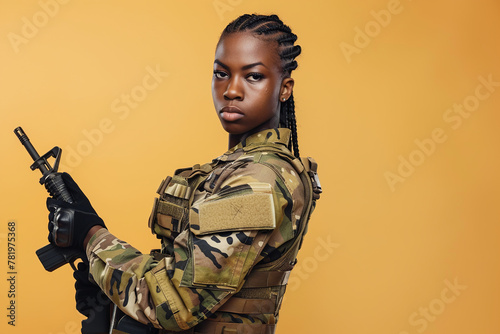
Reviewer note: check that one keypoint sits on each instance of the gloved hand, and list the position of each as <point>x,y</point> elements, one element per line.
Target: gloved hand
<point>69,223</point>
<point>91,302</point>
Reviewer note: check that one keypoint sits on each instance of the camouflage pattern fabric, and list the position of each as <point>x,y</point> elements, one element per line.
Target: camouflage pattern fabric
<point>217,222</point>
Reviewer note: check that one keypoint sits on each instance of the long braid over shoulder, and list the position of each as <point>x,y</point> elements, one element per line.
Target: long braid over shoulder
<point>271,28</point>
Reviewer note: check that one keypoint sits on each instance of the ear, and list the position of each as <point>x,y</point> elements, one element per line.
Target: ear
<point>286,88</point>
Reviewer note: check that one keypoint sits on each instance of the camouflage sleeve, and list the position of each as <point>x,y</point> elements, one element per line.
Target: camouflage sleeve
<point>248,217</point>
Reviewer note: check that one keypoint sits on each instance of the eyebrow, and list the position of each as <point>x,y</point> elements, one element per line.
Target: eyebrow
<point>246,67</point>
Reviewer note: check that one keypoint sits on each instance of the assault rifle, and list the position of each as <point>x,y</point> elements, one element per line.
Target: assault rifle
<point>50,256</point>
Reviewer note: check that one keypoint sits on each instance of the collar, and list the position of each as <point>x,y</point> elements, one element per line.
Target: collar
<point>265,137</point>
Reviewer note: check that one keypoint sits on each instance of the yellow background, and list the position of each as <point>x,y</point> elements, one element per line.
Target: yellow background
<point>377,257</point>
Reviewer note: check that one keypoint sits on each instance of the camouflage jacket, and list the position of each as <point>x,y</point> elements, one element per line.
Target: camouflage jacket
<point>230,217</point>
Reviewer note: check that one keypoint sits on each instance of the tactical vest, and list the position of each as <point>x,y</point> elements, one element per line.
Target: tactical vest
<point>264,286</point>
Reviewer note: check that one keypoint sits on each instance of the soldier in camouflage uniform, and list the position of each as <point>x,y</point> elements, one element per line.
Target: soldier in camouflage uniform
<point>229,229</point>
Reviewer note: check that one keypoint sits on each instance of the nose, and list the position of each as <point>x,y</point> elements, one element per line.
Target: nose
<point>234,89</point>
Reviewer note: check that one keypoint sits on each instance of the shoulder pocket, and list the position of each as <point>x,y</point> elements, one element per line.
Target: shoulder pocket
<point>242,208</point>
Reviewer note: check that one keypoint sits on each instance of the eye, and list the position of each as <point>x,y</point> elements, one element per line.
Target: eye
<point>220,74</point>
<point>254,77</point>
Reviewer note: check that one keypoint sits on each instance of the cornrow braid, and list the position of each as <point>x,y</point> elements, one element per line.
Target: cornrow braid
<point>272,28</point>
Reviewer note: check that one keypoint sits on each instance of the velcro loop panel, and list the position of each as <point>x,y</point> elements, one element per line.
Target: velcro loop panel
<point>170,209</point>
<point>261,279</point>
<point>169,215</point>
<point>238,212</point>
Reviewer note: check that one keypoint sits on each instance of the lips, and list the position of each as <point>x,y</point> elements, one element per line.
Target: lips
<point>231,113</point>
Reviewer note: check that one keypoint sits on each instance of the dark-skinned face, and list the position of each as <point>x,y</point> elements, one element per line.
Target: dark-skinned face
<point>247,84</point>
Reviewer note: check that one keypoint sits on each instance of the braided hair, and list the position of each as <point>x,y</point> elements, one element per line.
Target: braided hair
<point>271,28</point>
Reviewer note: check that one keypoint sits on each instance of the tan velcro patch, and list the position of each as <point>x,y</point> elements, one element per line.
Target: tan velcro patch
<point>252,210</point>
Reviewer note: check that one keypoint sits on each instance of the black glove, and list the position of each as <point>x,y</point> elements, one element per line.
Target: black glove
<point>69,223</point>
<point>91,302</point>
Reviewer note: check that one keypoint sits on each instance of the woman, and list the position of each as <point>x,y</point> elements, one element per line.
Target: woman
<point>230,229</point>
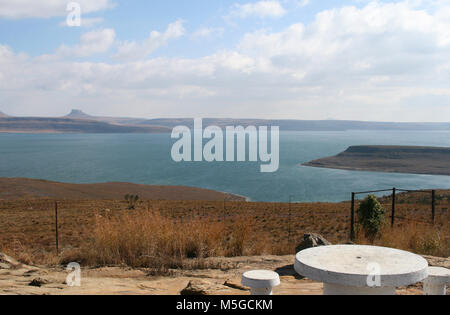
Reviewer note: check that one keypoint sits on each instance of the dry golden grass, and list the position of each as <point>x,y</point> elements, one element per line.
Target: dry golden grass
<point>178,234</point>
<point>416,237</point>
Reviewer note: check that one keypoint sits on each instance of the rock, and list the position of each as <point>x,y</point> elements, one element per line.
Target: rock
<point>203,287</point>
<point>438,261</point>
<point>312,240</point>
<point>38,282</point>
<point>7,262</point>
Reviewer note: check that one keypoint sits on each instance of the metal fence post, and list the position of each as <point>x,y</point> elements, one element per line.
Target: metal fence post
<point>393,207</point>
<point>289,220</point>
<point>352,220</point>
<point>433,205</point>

----

- **GOAL**
Rescale the records starting at the line that has "camouflage jacket, and" and ending after the line that has "<point>229,229</point>". Reproduce every one of those lines, requests included, but multiply each point coordinate in the answers by 2.35 and round it to a whole number, with halves rounded up.

- **EXPECTED OUTPUT**
Reviewer note: check that one keypoint sits on each instance of the camouflage jacket, and list the position of each as <point>x,y</point> elements, one element per line.
Target: camouflage jacket
<point>541,510</point>
Reviewer note: check that one keypoint sits on each instance of the tactical vest, and list the position of each as <point>x,y</point> elements, one element per line.
Target: tactical vest
<point>620,672</point>
Reviewer note: check that one keypoint sits on each instance of the soldier in camouflage uniform, and list the position of each as <point>x,y</point> elements, one element per line.
Target: soldier in camouflage uniform
<point>538,538</point>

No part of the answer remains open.